◆ **Given exercise**:
Gather every line in the items that contains the word "metal"; case counts.
^^^^^^^^
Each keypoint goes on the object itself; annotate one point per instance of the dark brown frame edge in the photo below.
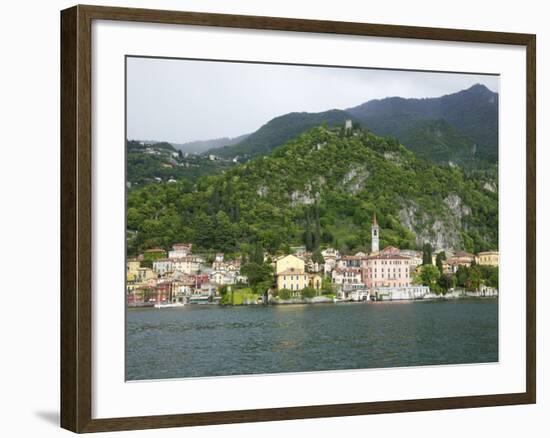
(76, 190)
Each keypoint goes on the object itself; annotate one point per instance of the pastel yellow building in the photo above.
(292, 279)
(298, 280)
(488, 258)
(289, 262)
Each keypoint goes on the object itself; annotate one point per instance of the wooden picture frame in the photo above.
(76, 218)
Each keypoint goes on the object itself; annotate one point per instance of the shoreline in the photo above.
(314, 301)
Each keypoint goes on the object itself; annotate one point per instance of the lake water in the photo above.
(210, 340)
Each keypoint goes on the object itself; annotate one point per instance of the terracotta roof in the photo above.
(292, 272)
(387, 257)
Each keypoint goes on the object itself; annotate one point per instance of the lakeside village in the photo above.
(160, 279)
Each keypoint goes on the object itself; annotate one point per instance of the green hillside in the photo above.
(161, 162)
(278, 131)
(322, 189)
(473, 113)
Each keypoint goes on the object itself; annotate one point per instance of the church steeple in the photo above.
(375, 235)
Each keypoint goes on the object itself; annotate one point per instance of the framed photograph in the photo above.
(270, 218)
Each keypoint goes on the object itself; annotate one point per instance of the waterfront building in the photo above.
(145, 274)
(188, 265)
(331, 256)
(414, 292)
(223, 277)
(375, 235)
(288, 263)
(180, 250)
(346, 275)
(414, 256)
(153, 254)
(163, 266)
(488, 258)
(350, 262)
(132, 268)
(386, 270)
(297, 280)
(163, 292)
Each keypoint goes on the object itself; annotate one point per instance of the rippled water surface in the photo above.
(211, 340)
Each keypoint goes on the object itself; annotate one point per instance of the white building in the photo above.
(180, 250)
(347, 276)
(188, 265)
(375, 235)
(163, 266)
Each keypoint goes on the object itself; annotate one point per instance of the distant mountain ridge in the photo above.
(200, 146)
(461, 128)
(472, 112)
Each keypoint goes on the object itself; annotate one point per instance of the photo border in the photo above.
(76, 214)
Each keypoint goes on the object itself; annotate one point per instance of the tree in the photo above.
(308, 292)
(429, 275)
(439, 260)
(427, 254)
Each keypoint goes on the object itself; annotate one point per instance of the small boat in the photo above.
(168, 305)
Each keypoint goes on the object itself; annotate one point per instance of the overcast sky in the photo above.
(181, 100)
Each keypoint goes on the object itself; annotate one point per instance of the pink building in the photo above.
(387, 270)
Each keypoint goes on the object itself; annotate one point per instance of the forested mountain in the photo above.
(322, 188)
(278, 131)
(473, 113)
(200, 146)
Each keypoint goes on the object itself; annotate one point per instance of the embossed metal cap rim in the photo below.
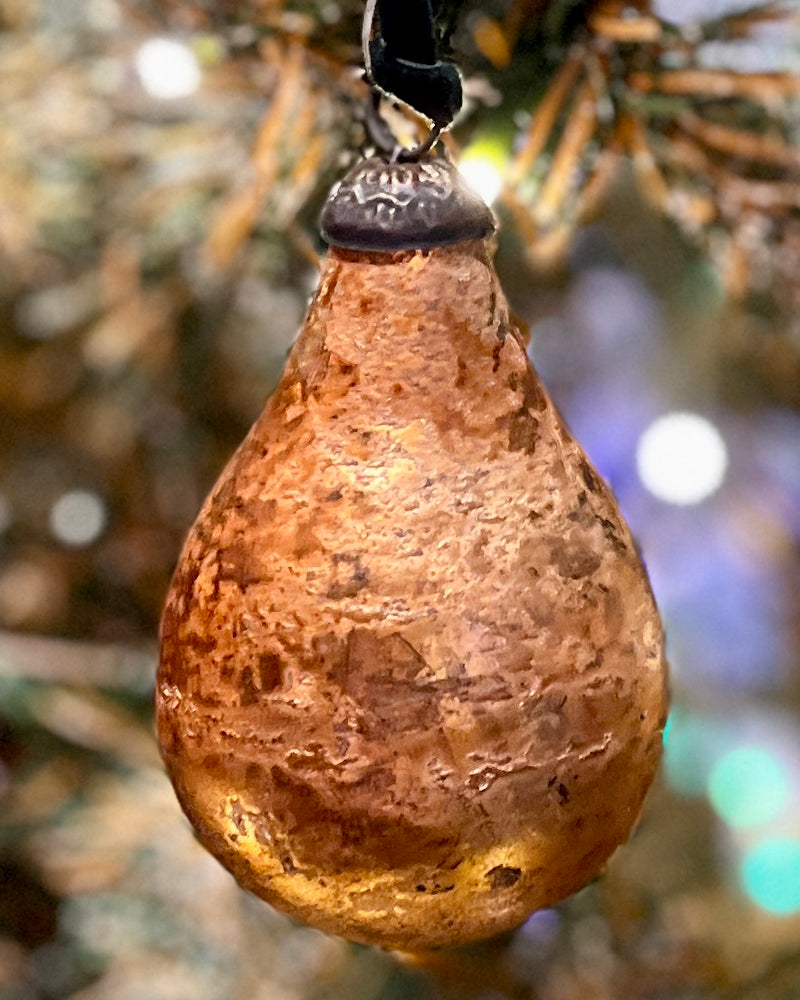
(383, 206)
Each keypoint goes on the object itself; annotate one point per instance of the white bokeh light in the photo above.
(168, 69)
(682, 458)
(483, 176)
(78, 517)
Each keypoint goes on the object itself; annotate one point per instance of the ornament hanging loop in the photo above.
(402, 62)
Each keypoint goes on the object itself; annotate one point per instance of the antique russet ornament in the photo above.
(412, 680)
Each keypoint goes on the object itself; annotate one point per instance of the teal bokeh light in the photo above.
(749, 786)
(771, 875)
(692, 745)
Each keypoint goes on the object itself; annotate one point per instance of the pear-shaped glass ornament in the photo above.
(412, 683)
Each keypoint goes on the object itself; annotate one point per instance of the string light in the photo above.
(78, 518)
(682, 458)
(167, 69)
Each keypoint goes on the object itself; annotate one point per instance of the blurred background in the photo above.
(162, 165)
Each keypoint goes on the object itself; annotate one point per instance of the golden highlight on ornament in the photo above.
(412, 681)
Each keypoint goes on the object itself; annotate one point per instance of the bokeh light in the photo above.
(167, 69)
(481, 167)
(682, 458)
(770, 873)
(77, 518)
(749, 786)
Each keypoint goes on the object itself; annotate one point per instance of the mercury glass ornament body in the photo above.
(412, 681)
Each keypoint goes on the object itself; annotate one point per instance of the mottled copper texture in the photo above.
(412, 680)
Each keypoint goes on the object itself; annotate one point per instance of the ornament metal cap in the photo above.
(385, 206)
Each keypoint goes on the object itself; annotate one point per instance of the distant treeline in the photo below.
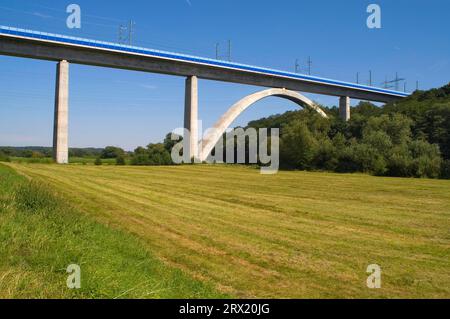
(409, 138)
(41, 152)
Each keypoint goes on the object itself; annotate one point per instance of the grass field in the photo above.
(293, 234)
(40, 236)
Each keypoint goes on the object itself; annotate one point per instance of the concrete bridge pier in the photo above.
(344, 108)
(61, 122)
(191, 115)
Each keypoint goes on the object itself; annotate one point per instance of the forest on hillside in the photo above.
(408, 138)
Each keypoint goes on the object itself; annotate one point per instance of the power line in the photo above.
(309, 65)
(297, 67)
(227, 56)
(126, 33)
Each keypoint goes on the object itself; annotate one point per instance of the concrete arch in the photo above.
(213, 136)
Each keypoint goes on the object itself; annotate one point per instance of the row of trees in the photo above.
(410, 138)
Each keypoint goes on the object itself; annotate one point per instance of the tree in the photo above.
(298, 146)
(112, 152)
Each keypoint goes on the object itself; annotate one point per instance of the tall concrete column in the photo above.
(344, 108)
(61, 123)
(191, 114)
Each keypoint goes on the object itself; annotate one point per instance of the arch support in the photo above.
(213, 136)
(61, 121)
(191, 115)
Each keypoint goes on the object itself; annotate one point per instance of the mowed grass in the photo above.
(41, 235)
(289, 235)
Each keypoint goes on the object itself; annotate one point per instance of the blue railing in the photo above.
(185, 58)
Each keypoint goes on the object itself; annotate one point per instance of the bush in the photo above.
(445, 169)
(155, 154)
(120, 160)
(4, 157)
(34, 197)
(426, 159)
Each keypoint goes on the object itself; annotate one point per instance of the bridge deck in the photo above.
(40, 45)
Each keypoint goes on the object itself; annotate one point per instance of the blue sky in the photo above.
(127, 109)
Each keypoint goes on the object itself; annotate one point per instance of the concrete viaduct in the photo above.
(65, 50)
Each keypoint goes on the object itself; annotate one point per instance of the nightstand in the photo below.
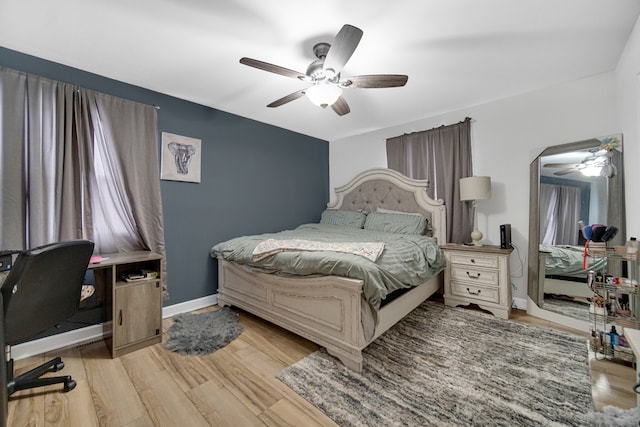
^^^^^^^^
◆ **Exercise result**:
Each keypoint goes on the object itself; annotate one point per instance of the embossed metal cap rim in the photo below.
Each keypoint goes on the object itself; annotate one point per instance of the ornament metal cap in the photo above.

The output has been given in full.